=== Passage cité ===

Inédits
Inédits
Quelques
aspects de la culture orale chez les villageois vietnamiens
Quelques
aspects de la culture orale chez les villageois vietnamiens
Si
le buffle et la touffe de bambous symbolisent dans
l'imagerie la campagne vietnamienne, l'aigrette rappelle ce cadre de
vie paisible à travers l'expression
ruộng đồng thẳng cánh cò bay (des
rizières à perte de vue où volent les aigrettes), elle inspire rêveries
et sympathie, évoque labeur et vicissitudes. Indissociable du monde
paysan, pourtant cet oiseau n'a pas été élu dans le panthéon des quatre
animaux sacrés (
tứ linh), qui sont le dragon (
long), emblème du pouvoir
impérial, le lion (
lân), représentant la force, la tortue (
quy) symbole
de la longévité, et le phénix (
phượng) attribut de la beauté féminine,
tous quatre vénérés par la classe dirigeante de l'ancienne monarchie.
Aujourd'hui, on a peine à trouver un vol d'aigrettes dans la campagne
vietnamienne. A force d'être chassées par les paysans comme simple
gibier, pour avoir de quoi se nourrir durant ces dernières décennies,
et la guerre aidant, elles ont fini par disparaître de l'environnement
pittoresque, laissant derrière elles un sillage de rêverie et la
nostalgie du temps passé.
Si tous les observateurs de la société
vietnamienne sont unanimes pour dire que l'enfant y a toute sa place et
qu'il y est choyé, l'image de la mère qui chantonne à côté du hamac
dans lequel son enfant s'endort au son des berceuses rythmant le
balancement, en est la preuve, preuve de l'affection et de l'attention
qu'elle lui porte. Que chante-t-elle, quel pouvoir magique ces mélodies
ont-elles pour que l'enfant trouve son sommeil au bout de quelques
minutes ? Au-delà de leurs effets calmants et soporifiques, les
berceuses ne remplissent-elles pas d'autres fonctions à caractère
éducatif, ne prolongent-elles pas le processus d'apprentissage de la
sociabilité, de la vie matérielle et morale, de prise de conscience du
monde environnant ? A travers elles, un panorama de la vie rurale
s'affiche sur l'écran de l'imaginaire de l'enfant. Ces photos bien
choisies de la vie quotidienne sont d'autant plus faciles à fixer en
mémoire qu'elles s'accompagnent de rythmes et de mélodies. La
répétition à intervalle temporel régulier, finit par graver les images
et les sons dans la conscience de l'enfant. Afin de mettre en relief la
richesse d'une culture orale chez les villageois vietnamiens, écoutons,
pour commencer, quelques berceuses parmi les plus répandues, où
l'aigrette figure comme une image d'Epinal :
L'aigrette s'embusque derrière la touffe de bambou
Pourquoi, aigrette, montres-tu cet intérêt ?

=== Données extraites ===

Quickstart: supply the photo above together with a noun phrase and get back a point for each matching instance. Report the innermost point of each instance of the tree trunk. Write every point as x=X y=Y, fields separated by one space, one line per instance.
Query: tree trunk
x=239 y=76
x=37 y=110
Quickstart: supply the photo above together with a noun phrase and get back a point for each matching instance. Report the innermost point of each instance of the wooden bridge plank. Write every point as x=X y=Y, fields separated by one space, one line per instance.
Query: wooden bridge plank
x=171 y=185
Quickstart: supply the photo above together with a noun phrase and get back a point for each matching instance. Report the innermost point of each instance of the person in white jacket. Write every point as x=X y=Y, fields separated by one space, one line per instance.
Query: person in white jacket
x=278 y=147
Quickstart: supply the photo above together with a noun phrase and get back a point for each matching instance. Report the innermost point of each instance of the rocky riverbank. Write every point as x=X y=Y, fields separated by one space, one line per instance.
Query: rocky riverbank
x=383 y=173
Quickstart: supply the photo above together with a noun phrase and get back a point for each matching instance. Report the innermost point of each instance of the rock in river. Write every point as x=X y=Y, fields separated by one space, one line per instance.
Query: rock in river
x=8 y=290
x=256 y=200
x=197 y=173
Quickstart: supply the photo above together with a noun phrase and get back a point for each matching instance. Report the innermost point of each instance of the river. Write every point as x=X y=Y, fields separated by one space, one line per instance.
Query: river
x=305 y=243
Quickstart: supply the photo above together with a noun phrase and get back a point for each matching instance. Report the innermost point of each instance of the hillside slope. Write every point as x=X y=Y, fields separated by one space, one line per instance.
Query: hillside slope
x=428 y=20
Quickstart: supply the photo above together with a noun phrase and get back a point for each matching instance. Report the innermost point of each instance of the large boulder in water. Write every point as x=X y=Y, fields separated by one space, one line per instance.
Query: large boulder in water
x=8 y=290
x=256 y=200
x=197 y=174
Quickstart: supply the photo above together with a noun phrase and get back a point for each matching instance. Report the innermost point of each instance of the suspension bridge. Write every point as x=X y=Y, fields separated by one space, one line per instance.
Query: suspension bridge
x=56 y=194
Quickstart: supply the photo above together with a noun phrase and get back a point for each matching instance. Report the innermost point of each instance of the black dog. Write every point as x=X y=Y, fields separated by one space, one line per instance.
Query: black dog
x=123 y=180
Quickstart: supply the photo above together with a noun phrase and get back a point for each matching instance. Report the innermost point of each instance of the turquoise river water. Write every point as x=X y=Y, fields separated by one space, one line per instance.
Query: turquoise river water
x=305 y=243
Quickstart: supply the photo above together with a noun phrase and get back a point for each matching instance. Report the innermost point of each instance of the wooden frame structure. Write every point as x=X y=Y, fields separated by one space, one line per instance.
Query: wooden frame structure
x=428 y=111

===
=== Données extraites ===

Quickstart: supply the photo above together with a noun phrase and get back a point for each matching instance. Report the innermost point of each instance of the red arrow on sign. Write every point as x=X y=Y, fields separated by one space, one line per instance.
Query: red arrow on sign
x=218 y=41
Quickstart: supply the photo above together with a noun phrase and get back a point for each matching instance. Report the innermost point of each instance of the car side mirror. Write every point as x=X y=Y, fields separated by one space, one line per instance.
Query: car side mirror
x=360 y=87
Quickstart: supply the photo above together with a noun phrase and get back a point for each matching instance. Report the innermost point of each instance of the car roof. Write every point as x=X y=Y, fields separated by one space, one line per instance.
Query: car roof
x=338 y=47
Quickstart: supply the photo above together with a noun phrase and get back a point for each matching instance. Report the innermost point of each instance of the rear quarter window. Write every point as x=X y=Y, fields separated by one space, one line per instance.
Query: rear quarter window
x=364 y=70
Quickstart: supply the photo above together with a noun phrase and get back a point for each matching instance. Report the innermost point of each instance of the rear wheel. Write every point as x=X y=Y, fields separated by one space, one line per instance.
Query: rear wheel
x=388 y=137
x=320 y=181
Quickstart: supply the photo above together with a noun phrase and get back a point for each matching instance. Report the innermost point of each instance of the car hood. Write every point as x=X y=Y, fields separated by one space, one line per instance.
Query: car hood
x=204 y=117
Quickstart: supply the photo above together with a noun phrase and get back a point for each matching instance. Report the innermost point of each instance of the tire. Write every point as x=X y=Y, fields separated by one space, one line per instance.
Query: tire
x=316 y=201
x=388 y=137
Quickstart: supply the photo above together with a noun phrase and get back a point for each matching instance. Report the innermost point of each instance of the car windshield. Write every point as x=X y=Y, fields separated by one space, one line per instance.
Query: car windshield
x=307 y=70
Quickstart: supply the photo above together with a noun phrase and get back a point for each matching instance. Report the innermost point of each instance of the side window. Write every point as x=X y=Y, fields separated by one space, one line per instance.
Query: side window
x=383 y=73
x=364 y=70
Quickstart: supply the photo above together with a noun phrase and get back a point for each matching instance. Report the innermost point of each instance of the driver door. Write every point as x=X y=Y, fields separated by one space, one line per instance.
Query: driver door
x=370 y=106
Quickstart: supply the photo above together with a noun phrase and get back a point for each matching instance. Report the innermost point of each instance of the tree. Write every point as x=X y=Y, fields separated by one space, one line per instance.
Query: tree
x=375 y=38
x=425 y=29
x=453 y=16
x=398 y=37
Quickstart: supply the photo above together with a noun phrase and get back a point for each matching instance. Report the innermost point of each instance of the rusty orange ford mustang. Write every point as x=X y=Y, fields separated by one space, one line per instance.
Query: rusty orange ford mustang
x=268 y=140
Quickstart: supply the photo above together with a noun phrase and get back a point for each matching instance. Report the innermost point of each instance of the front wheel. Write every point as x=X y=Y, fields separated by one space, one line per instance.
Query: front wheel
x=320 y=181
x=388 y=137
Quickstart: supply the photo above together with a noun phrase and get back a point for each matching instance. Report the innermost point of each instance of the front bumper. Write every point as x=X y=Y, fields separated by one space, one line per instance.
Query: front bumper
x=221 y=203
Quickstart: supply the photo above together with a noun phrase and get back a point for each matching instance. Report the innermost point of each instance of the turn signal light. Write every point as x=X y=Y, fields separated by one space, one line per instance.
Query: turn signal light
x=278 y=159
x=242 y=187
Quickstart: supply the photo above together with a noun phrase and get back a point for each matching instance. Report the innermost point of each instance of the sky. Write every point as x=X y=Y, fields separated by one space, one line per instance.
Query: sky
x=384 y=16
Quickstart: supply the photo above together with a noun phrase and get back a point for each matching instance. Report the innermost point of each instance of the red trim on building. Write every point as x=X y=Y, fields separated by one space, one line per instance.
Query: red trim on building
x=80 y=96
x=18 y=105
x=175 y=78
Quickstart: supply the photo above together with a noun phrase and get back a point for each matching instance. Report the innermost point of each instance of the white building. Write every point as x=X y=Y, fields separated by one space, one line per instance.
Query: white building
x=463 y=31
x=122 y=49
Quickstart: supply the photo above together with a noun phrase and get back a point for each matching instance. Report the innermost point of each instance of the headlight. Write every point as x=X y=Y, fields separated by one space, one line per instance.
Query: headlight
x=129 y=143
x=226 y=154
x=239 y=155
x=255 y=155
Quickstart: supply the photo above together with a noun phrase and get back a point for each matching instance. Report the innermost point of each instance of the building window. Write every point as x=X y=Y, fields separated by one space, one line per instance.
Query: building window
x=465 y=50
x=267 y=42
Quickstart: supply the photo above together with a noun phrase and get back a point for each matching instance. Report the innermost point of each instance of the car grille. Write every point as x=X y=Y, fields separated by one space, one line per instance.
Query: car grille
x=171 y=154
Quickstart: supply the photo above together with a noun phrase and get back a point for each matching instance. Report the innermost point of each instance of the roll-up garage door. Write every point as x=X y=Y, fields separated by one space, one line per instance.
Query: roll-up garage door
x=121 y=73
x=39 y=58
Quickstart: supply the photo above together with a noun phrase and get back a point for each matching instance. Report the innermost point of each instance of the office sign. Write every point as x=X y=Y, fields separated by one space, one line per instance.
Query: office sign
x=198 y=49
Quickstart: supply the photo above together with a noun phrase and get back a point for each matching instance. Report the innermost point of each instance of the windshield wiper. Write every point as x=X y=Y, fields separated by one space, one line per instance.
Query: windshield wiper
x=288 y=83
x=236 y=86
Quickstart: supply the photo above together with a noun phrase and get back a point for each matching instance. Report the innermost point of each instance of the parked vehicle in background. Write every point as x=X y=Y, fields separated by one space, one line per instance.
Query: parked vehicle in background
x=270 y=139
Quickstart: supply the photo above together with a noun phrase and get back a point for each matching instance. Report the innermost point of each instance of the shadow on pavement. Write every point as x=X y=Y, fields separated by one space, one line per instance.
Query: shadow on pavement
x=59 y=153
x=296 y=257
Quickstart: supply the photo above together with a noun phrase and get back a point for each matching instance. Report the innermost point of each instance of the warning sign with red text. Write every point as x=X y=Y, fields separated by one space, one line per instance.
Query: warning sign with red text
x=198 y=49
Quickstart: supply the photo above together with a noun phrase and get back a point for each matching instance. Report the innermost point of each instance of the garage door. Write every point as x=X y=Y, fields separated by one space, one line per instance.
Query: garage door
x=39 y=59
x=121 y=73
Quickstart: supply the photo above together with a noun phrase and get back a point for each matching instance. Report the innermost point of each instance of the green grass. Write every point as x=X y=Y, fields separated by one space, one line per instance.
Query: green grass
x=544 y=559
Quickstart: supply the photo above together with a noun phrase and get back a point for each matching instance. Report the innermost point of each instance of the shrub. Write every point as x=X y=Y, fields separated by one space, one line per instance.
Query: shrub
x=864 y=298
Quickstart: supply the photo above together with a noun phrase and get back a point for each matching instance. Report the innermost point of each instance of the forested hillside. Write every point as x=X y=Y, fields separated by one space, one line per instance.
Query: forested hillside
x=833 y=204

===

-- À faire --
(1) Indiquez, pour chaque affirmation, si elle concorde avec le passage cité, en répondant par oui ou non et en reproduisant mot pour mot les termes décisifs. (a) L'aigrette figure parmi les quatre animaux sacrés. (b) Des vols d'aigrettes s'observent encore facilement aujourd'hui dans la campagne vietnamienne. (c) Les rythmes et les mélodies des berceuses aident l'enfant à retenir les images de la vie quotidienne.
(2) Extrayez du passage cité la partie qui s'ouvre sur les mots contenant "Aujourd'hui, on a" et se clôt sur "du temps passé.".
Seul le passage cité fait foi pour répondre.

-- Réponses par tâche --
(1)
(a) Non : « cet oiseau n'a pas été élu dans le panthéon des quatre animaux sacrés ».
(b) Non : « Aujourd'hui, on a peine à trouver un vol d'aigrettes dans la campagne vietnamienne. »
(c) Oui : « Ces photos bien choisies de la vie quotidienne sont d'autant plus faciles à fixer en mémoire qu'elles s'accompagnent de rythmes et de mélodies. »

(2)
Aujourd'hui, on a peine à trouver un vol d'aigrettes dans la campagne
vietnamienne. A force d'être chassées par les paysans comme simple
gibier, pour avoir de quoi se nourrir durant ces dernières décennies,
et la guerre aidant, elles ont fini par disparaître de l'environnement
pittoresque, laissant derrière elles un sillage de rêverie et la
nostalgie du temps passé.